#### Consigna 1:
Actualiza el fragmento del texto sobre la alegría que empieza con las palabras que contienen "La sonrisa materna" y termina con "(Juan Pablo II)", sustituyendo "sonrisa" por "mirada".
#### Consigna 2:
Responde a estas preguntas sobre el texto acerca de la alegría:
(a) ¿A quién se atribuye la cita inicial?
(b) Según el resultado de la encuesta, ¿cómo está la mayoría de las personas?
(c) ¿En qué fábricas dice el texto que sería mejor invertir si la alegría dependiera solo de las circunstancias exteriores?

#### Texto de la página:

La sonrisa materna de la Virgen, reproducida en tantas imágenes de la iconografía mariana, manifiesta una plenitud de gracia y paz que quiere comunicarse… (Juan Pablo II)
Hace años oí contar que, en Estado Unidos, se había hecho un estudio psicológico sobre el estado de ánimo de las personas. La conclusión a la que llegaron los expertos fue sorprendente. El resultado de la encuesta era que la mayoría de las personas están tristes, por tanto estar alegres es algo excepcional. Conclusión, como la tristeza es lo normal, la alegría es una enfermedad. ¡Qué inteligentes!
Es cierto, puede pensar alguien, que muchas veces hay más motivos para estar tristes que para estar alegres. Sin embargo, hay personas que, aparentemente, las cosas no les van bien, tienen graves problemas, pero no pierden la alegría. ¿Por qué? La razón es muy sencilla, la alegría no es sólo un estado de ánimo que dependa de las circunstancias exteriores. Si fuera así, lo mejor sería invertir en fábricas de pañuelos porque, según están las cosas, podríamos estar todo el día llorando a moco tendido (perdón por la expresión).

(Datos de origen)
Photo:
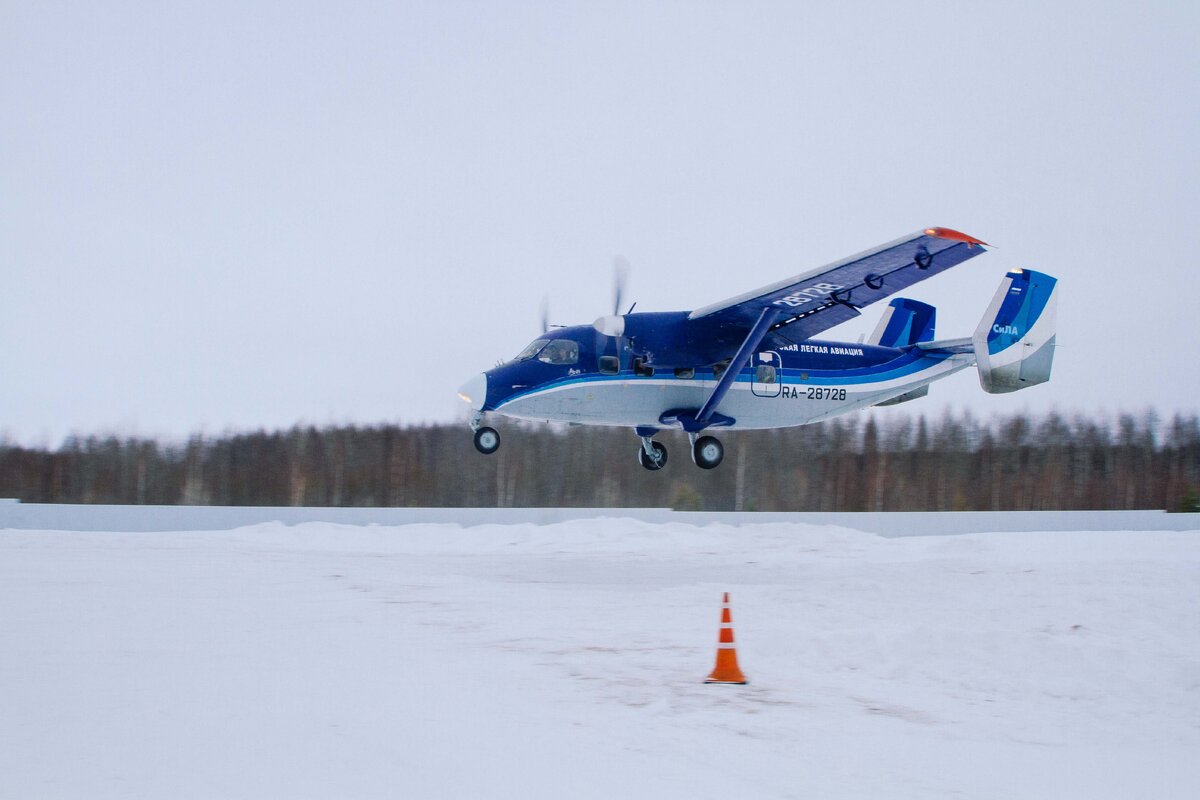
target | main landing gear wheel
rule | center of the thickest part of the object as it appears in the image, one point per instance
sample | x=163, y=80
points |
x=707, y=452
x=487, y=440
x=655, y=462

#### Respuesta 1:
La mirada materna de la Virgen, reproducida en tantas imágenes de la iconografía mariana, manifiesta una plenitud de gracia y paz que quiere comunicarse… (Juan Pablo II)

#### Respuesta 2:
(a) A Juan Pablo II.
(b) Triste.
(c) En fábricas de pañuelos.